§ **Your goal**: Only the lines from the one that contains "For every instance of the slug's head" through the final line of the entries should be repeated, exactly as written.

(Records from a dataset)
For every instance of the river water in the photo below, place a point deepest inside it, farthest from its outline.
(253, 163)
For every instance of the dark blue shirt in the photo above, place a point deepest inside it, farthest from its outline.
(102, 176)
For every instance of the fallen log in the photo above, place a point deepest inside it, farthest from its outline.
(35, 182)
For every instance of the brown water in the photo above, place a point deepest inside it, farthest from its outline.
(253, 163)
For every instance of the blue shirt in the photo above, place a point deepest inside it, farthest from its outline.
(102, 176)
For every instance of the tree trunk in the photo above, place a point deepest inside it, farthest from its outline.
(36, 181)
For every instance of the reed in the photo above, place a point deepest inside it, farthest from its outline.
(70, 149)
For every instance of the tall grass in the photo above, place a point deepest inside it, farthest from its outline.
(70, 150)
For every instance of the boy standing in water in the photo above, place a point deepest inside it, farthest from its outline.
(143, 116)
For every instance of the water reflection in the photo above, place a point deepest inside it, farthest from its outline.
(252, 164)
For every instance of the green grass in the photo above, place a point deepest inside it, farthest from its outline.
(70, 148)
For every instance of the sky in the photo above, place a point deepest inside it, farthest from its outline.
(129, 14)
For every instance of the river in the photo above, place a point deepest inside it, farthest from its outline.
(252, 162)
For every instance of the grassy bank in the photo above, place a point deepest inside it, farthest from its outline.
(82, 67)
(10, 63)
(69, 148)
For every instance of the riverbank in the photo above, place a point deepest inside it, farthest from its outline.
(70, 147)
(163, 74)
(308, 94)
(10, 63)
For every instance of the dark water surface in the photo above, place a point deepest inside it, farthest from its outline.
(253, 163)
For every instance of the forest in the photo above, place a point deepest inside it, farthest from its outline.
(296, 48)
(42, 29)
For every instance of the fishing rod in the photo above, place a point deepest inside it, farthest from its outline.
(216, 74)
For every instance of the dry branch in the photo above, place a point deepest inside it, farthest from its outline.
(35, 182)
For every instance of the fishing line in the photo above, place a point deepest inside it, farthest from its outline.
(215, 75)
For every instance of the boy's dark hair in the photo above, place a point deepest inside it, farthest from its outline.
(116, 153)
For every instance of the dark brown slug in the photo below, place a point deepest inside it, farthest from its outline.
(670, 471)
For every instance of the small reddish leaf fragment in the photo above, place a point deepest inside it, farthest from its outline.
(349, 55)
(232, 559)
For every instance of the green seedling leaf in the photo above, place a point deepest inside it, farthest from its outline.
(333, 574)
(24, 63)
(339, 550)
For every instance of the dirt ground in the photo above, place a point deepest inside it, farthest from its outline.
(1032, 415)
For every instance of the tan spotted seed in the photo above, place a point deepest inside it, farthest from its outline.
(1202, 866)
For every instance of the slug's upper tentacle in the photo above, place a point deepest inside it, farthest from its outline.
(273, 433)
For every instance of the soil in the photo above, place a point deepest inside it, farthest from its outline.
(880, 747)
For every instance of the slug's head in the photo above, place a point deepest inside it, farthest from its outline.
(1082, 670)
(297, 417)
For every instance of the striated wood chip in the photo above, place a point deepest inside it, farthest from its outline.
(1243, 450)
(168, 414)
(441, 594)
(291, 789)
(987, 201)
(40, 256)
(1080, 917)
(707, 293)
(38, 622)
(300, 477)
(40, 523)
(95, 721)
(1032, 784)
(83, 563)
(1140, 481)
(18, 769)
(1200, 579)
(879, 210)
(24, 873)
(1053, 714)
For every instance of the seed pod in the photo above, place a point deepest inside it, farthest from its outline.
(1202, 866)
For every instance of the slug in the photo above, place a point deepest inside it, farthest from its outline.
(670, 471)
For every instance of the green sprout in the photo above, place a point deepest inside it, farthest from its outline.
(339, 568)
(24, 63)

§ **Result of the task**:
For every instance of the slug's head in the photo above, place a point deepest inside it, farthest from its outline.
(1082, 670)
(297, 417)
For every instance of the striated wood chip in the photo above, place a point deepest inside it, farthest from its outline.
(1243, 450)
(168, 414)
(441, 594)
(291, 789)
(987, 201)
(40, 256)
(1080, 917)
(707, 293)
(38, 622)
(300, 477)
(40, 523)
(95, 721)
(1032, 784)
(83, 563)
(1140, 481)
(18, 769)
(1200, 579)
(879, 210)
(24, 873)
(1053, 714)
For every instance of the seed pod in the photo above, place a point deepest inside it, farthest from its outline.
(1202, 866)
For every instance of the slug in the photo above, place a point deepest inside it, farthest from its outline.
(670, 471)
For every instance of the green sprout in the photo above, place a point deepest inside it, farthest from its outline.
(339, 568)
(24, 63)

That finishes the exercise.